===== MATERIAL PROVIDED

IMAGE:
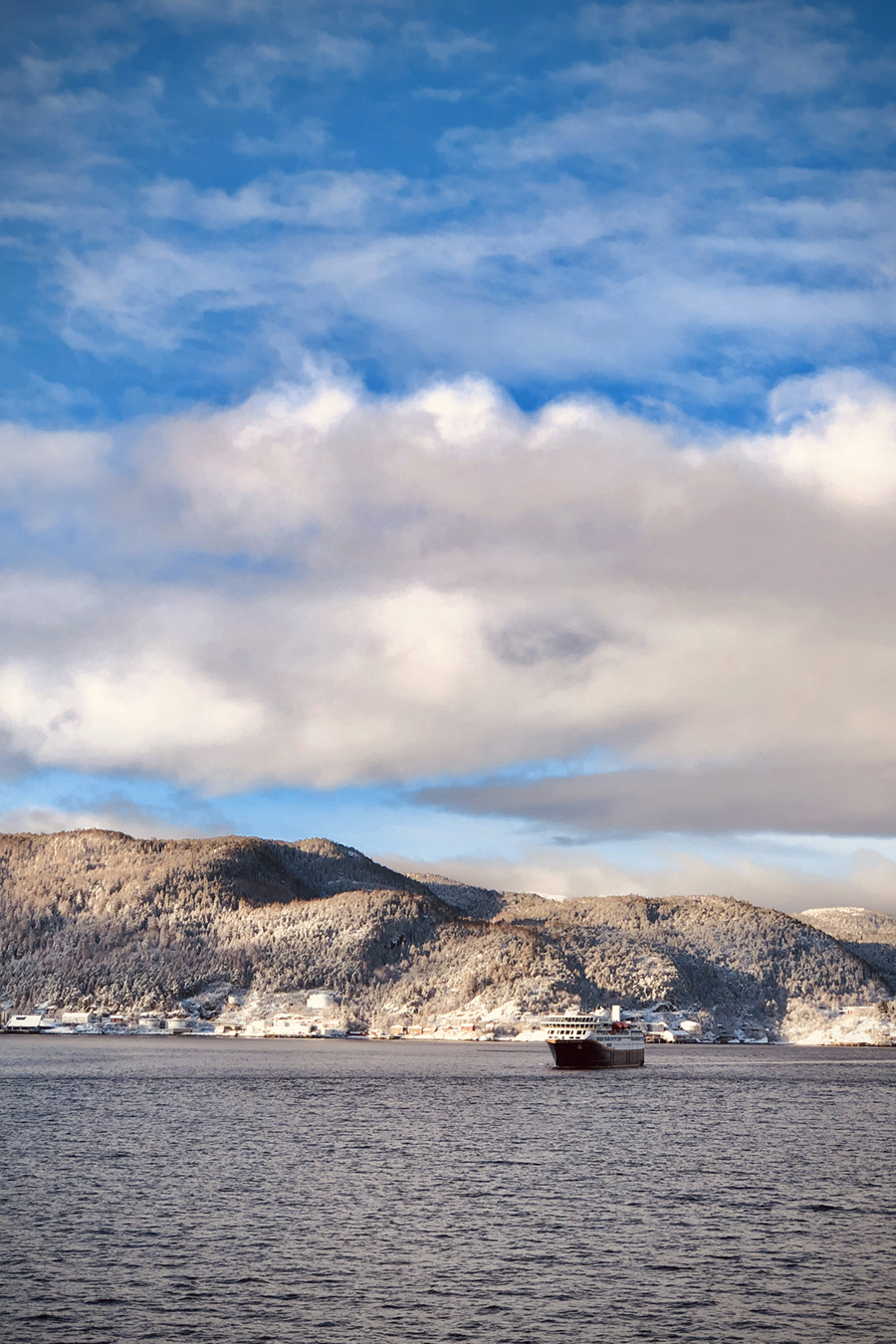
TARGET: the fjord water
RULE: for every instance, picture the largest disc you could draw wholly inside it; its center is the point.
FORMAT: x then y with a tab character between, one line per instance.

==========
===== MATERIAL PROVIDED

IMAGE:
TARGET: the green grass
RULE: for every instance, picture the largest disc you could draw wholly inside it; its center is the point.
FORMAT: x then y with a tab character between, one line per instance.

==========

### [INSTRUCTIONS TO FOLLOW]
For every line in the records above that holds "TARGET", add one, and report the sum alone.

### [TASK RESULT]
2